- _WHAT TO WORK ON_
Retype every line from the start of the data down to and including the line with "# mark a point on each instance of the shoe sole". Skip the pictures.

- _PROVIDED ENTRIES_

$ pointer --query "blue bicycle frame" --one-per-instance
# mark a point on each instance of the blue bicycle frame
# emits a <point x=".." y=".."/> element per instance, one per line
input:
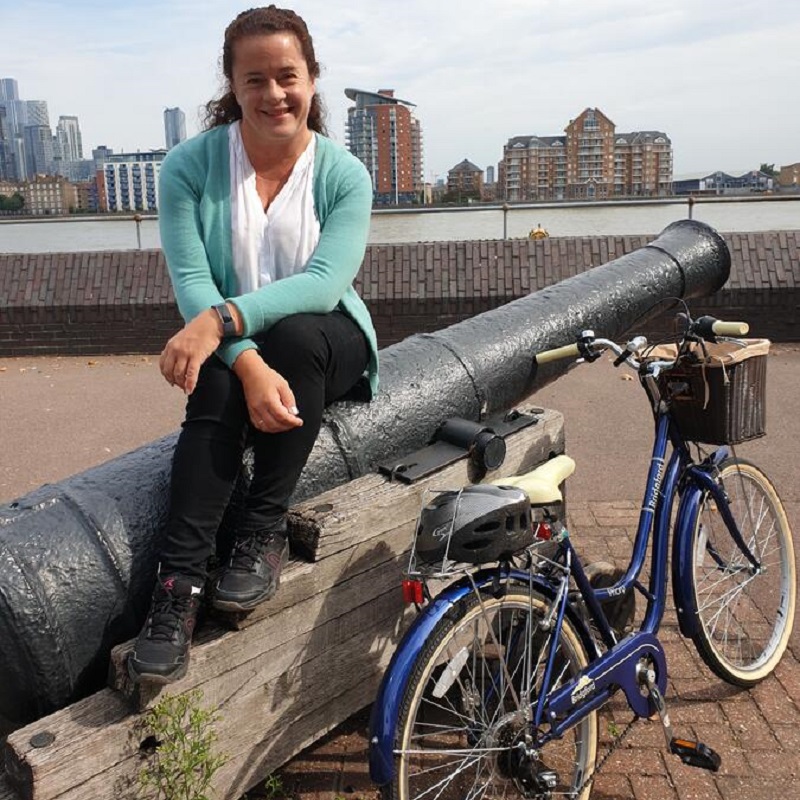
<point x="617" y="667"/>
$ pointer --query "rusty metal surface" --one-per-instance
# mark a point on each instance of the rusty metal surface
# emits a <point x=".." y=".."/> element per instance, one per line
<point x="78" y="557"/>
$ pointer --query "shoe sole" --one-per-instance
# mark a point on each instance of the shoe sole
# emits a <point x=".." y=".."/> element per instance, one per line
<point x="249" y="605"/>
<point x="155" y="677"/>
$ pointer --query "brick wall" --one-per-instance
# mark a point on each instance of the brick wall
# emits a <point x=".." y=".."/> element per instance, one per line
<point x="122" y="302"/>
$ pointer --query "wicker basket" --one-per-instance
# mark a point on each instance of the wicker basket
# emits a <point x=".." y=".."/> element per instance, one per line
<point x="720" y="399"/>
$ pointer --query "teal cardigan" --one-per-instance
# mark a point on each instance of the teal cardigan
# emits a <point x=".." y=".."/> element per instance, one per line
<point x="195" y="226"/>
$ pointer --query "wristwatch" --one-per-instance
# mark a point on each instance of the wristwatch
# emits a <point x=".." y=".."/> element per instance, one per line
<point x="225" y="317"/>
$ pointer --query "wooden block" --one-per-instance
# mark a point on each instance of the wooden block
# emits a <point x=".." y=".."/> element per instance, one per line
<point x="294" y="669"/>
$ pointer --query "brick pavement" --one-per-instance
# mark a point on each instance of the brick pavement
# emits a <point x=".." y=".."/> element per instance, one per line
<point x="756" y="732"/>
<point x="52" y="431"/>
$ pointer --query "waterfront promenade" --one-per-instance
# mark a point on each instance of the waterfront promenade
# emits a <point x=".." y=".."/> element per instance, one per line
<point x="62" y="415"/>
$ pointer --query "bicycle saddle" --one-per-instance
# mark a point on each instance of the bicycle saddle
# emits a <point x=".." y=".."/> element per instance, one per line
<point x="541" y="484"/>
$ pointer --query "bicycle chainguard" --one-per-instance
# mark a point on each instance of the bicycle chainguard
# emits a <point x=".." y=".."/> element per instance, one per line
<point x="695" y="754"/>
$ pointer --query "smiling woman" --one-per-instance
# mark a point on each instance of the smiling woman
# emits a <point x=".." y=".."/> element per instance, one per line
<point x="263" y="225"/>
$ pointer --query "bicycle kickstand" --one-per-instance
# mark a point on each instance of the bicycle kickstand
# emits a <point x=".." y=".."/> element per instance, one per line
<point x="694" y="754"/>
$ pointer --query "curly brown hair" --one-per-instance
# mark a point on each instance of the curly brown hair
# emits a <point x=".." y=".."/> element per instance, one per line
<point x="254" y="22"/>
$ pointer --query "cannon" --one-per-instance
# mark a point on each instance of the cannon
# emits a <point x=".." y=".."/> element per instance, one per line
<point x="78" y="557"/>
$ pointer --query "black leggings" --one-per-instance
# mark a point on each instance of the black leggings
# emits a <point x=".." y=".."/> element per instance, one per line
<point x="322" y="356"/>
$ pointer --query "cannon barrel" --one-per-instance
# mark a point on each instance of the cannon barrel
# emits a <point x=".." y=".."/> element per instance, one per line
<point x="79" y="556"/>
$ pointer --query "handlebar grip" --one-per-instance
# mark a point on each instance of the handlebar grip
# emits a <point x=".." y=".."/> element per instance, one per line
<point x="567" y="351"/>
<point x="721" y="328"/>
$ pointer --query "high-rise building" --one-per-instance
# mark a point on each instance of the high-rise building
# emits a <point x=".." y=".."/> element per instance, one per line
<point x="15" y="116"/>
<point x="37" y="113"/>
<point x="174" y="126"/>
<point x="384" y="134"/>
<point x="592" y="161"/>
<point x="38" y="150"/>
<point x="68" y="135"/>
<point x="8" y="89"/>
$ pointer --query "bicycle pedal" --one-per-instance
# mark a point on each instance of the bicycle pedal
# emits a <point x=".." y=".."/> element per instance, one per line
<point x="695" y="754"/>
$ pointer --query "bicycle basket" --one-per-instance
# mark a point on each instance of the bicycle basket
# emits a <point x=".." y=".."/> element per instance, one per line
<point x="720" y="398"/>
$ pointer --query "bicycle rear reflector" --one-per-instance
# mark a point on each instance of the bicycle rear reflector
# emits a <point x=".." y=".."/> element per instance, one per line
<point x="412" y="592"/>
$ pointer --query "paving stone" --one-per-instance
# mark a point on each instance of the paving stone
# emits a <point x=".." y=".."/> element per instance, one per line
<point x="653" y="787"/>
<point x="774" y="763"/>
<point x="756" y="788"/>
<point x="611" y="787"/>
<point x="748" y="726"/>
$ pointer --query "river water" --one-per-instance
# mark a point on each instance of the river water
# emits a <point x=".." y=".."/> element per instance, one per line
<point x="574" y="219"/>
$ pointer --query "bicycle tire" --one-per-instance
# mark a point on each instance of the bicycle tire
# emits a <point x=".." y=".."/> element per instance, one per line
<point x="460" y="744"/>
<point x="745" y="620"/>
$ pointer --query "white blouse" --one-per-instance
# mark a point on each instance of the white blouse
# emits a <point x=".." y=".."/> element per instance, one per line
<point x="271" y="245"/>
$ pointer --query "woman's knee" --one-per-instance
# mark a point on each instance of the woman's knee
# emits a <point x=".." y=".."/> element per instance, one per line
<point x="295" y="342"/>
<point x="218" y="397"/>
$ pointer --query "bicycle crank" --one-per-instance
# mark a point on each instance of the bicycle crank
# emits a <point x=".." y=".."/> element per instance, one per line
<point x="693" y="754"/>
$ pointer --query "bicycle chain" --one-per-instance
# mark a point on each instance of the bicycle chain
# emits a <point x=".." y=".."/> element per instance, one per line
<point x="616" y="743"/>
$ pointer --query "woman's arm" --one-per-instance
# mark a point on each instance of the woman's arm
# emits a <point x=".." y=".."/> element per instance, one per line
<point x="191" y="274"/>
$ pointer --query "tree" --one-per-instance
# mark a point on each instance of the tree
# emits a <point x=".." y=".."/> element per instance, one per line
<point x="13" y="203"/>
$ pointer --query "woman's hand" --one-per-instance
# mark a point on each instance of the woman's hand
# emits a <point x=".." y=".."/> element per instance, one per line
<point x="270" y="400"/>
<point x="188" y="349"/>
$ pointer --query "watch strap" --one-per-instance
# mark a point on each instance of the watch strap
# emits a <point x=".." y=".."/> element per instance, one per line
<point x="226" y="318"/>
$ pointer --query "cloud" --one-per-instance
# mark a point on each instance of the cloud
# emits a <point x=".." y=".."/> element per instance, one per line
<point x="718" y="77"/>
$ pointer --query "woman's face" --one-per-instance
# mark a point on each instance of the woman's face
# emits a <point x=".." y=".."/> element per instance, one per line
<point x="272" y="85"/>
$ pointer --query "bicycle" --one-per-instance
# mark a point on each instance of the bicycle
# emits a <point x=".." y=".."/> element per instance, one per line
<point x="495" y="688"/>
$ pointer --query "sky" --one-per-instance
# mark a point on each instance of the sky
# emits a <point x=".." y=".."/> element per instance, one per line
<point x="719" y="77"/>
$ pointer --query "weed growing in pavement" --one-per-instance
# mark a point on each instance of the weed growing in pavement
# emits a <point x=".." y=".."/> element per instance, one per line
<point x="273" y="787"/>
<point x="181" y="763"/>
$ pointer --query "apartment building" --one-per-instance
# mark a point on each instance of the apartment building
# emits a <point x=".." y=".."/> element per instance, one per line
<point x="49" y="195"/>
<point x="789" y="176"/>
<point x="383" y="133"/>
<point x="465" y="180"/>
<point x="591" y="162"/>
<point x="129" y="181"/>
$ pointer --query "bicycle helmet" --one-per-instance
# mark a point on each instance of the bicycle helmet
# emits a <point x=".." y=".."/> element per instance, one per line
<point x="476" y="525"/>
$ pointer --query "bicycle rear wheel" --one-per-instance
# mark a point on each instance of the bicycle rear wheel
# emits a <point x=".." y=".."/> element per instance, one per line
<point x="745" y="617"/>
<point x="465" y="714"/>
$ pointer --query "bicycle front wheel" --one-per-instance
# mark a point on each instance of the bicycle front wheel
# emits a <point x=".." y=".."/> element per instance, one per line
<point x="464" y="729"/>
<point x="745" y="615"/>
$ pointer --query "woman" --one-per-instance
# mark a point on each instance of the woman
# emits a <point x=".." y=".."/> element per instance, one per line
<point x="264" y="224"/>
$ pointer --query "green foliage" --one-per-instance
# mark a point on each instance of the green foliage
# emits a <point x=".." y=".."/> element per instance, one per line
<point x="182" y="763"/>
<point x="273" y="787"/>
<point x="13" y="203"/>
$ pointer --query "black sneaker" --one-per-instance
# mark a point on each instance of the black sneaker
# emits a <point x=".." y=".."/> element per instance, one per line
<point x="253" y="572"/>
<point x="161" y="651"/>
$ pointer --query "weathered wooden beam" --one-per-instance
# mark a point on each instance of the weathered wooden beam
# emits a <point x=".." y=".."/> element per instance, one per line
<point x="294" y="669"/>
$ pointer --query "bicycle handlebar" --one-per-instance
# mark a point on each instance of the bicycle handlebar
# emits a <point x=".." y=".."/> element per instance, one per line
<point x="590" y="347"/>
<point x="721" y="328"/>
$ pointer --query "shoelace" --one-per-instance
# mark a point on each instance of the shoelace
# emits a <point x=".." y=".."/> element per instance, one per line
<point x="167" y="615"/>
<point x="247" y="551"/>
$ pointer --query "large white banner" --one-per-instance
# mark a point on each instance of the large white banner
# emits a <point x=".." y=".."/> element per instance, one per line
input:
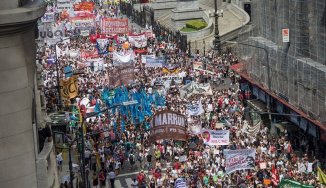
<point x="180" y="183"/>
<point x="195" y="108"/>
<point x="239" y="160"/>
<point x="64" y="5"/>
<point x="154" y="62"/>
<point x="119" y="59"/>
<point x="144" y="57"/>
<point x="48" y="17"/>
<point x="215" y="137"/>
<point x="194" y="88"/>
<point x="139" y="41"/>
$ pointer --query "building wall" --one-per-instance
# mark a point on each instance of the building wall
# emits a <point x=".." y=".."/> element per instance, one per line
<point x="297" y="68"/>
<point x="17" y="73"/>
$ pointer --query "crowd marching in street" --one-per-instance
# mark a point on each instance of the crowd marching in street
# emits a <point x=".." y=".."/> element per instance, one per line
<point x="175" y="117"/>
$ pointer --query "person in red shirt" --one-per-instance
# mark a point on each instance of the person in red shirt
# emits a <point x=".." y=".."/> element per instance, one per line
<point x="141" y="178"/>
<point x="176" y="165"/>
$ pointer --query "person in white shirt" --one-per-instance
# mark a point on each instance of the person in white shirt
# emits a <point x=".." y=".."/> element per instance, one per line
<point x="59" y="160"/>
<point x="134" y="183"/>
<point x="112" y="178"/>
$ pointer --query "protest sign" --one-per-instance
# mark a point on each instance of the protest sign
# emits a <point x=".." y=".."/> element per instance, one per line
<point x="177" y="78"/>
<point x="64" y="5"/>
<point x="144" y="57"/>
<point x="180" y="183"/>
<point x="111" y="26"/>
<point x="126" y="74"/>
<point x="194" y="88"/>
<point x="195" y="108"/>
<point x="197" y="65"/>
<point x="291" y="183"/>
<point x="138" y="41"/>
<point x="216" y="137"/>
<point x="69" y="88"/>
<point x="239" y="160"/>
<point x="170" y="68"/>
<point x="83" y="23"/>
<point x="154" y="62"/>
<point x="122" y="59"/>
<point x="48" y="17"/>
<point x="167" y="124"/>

- _TASK RESPONSE_
$ pointer --query "blue bicycle frame" --one-per-instance
# mark a point on each instance of the blue bicycle frame
# emits a <point x=".." y=".."/> element per instance, one per line
input:
<point x="617" y="667"/>
$ pointer --query "rusty metal surface" --one-per-instance
# mark a point on each instance of the rusty metal surface
# emits a <point x=".." y=".."/> element per instance, one per line
<point x="78" y="557"/>
$ pointer --query "shoe sole" --one-per-instance
# mark a point on each instance of the shoe sole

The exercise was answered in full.